任務要求
請把這篇講 NLTK 語料的短文,從“除了使用tuple格式的資料,也有提供dict格式的資料。”開始到“存檔,下次讀出來還是會缺字。”結束的部分重寫一遍,並將其中的“字典”替換成“詞典”。

練習短文
除了使用tuple格式的資料,也有提供dict格式的資料。


In [54]:
pdict = nltk.corpus.cmudict.dict()
pdict['fire']


Out[54]:
[[u'F', u'AY1', u'ER0'], [u'F', u'AY1', u'R']]

如果遇到字典中沒有的字,可以手動新增,但新增的結果並不會存檔,下次讀出來還是會缺字。


In [55]:
pdict['blog']


---------------------------------------------------------------------------
KeyError                                  Traceback (most recent call last)
<ipython-input-55-482d977dfcbf> in <module>()
----> 1 pdict['blog']

KeyError: 'blog'

In [56]:
pdict['blog'] = [['B','L','AA1','G']]

In [57]:
pdict['blog']


Out[57]:
[['B', 'L', 'AA1', 'G']]

Comparative Wordlists

比較性的字集,又稱為Swadesh wordlists,列出200個常用字在多國語言中的寫法。


In [60]:
from nltk.corpus import swadesh
swadesh.fileids()


Out[60]:
[u'be',
 u'bg',
 u'bs',
 u'ca',
 u'cs',
 u'cu',
 u'de',
 u'en',
 u'es',
 u'fr',
 u'hr',
 u'it',
 u'la',
 u'mk',
 u'nl',
 u'pl',
 u'pt',
 u'ro',
 u'ru',
 u'sk',
 u'sl',
 u'sr',
 u'sw',
 u'uk']

In [62]:
swadesh.words('it')[:5]


Out[62]:
[u'io', u'tu, Lei', u'lui, egli', u'noi', u'voi']

In [63]:
swadesh.words('en')[:5]


Out[63]:
[u'I', u'you (singular), thou', u'he', u'we', u'you (plural)']

In [67]:
swadesh.entries(['fr','en'])[:5]  # 兩種語言的對照


Out[67]:
[(u'je', u'I'),
 (u'tu, vous', u'you (singular), thou'),
 (u'il', u'he'),
 (u'nous', u'we'),
 (u'vous', u'you (plural)')]

In [68]:
fr2en = dict(swadesh.entries(['fr','en']))
fr2en['nous']


Out[68]:
u'we'

Shoebox and Toolbox Lexicons

Toolbox是語言學家最常用的工具,在第11章會再詳細介紹。

提供資料
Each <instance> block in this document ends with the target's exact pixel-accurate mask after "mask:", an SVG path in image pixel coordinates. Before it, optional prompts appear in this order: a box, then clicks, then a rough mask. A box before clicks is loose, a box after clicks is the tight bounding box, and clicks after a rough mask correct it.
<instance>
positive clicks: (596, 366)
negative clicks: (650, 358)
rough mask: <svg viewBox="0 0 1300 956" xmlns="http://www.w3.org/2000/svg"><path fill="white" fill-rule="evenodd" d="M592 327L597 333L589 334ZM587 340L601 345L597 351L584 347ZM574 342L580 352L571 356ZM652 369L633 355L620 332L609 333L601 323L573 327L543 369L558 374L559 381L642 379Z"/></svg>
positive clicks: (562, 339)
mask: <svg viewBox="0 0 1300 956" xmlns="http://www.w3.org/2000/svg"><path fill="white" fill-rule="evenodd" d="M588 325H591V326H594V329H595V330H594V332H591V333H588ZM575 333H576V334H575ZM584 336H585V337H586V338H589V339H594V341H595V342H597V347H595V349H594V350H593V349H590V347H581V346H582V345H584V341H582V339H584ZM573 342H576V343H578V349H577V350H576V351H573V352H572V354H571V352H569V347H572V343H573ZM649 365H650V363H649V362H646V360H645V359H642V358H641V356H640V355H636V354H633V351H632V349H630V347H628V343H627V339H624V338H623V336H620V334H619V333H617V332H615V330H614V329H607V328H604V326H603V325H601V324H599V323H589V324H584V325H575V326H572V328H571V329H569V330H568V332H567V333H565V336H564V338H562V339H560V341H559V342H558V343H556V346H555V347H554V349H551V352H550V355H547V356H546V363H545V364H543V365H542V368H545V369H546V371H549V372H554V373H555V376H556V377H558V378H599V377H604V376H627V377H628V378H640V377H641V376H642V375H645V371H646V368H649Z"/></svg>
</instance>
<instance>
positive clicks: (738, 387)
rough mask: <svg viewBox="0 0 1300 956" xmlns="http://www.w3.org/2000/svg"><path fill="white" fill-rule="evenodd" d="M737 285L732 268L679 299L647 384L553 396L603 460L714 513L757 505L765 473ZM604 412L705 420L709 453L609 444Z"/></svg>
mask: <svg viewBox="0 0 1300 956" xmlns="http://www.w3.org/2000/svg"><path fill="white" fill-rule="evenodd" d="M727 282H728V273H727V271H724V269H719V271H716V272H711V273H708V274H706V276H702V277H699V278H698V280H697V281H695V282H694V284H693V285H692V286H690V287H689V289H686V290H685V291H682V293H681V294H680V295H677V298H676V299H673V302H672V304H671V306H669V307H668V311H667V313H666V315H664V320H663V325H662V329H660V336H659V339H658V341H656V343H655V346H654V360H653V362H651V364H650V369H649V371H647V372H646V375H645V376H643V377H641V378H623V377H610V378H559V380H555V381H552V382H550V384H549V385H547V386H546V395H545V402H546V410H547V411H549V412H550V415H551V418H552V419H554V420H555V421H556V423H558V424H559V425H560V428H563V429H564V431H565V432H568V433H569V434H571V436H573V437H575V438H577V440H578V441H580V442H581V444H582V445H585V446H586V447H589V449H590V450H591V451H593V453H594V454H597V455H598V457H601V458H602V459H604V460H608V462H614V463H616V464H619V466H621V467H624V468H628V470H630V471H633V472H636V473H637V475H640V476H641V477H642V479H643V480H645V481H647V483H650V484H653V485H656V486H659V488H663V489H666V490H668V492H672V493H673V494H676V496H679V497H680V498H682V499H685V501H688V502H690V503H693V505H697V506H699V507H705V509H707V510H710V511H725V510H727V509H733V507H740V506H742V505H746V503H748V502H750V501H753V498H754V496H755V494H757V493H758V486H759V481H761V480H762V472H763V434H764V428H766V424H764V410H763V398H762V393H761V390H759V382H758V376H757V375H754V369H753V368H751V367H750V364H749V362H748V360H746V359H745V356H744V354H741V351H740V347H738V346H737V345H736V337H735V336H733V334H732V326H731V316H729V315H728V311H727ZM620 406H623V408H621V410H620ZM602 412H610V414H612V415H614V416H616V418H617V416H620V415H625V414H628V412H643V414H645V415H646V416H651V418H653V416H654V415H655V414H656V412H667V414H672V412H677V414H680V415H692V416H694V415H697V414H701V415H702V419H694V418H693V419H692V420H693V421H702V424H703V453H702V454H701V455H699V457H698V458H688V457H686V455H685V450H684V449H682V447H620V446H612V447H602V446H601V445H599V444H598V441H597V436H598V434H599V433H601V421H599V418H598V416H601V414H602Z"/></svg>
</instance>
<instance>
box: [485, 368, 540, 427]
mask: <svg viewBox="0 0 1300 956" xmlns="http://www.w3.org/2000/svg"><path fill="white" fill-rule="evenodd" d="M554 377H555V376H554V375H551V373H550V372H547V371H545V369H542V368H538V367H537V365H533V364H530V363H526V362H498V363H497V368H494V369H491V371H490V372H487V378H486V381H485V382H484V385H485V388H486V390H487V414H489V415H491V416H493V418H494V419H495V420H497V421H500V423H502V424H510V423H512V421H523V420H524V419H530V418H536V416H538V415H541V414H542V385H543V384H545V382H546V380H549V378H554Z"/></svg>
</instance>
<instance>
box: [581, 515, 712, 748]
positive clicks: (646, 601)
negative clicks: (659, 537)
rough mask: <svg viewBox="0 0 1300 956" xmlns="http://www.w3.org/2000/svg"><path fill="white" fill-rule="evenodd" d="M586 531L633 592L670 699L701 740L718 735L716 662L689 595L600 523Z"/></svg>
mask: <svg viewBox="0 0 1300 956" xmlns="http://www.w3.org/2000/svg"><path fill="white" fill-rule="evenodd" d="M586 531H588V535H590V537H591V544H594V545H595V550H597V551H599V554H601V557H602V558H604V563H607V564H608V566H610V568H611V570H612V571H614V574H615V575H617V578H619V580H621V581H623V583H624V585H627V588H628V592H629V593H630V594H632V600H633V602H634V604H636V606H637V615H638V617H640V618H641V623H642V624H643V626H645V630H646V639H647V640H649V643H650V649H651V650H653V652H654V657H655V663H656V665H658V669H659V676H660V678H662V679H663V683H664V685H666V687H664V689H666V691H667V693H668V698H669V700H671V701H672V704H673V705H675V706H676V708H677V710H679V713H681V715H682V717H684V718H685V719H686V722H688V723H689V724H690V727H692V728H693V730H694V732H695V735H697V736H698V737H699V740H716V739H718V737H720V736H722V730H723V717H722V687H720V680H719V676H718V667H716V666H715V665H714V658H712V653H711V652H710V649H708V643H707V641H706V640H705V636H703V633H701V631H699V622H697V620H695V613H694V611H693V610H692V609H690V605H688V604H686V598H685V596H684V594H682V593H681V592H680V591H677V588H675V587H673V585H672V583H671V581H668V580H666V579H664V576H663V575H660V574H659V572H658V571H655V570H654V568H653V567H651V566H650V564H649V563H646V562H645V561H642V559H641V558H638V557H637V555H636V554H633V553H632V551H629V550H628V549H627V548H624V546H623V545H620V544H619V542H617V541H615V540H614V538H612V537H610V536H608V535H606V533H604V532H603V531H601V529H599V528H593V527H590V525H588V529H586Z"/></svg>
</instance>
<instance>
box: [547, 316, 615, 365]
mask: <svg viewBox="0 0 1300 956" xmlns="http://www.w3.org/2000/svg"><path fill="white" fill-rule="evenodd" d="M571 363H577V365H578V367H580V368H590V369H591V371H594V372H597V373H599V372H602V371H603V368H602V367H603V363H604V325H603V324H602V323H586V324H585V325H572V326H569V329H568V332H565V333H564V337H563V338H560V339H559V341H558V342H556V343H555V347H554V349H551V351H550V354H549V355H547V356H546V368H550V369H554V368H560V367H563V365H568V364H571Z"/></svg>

參考答案
除了使用tuple格式的資料,也有提供dict格式的資料。


In [54]:
pdict = nltk.corpus.cmudict.dict()
pdict['fire']


Out[54]:
[[u'F', u'AY1', u'ER0'], [u'F', u'AY1', u'R']]

如果遇到詞典中沒有的字,可以手動新增,但新增的結果並不會存檔,下次讀出來還是會缺字。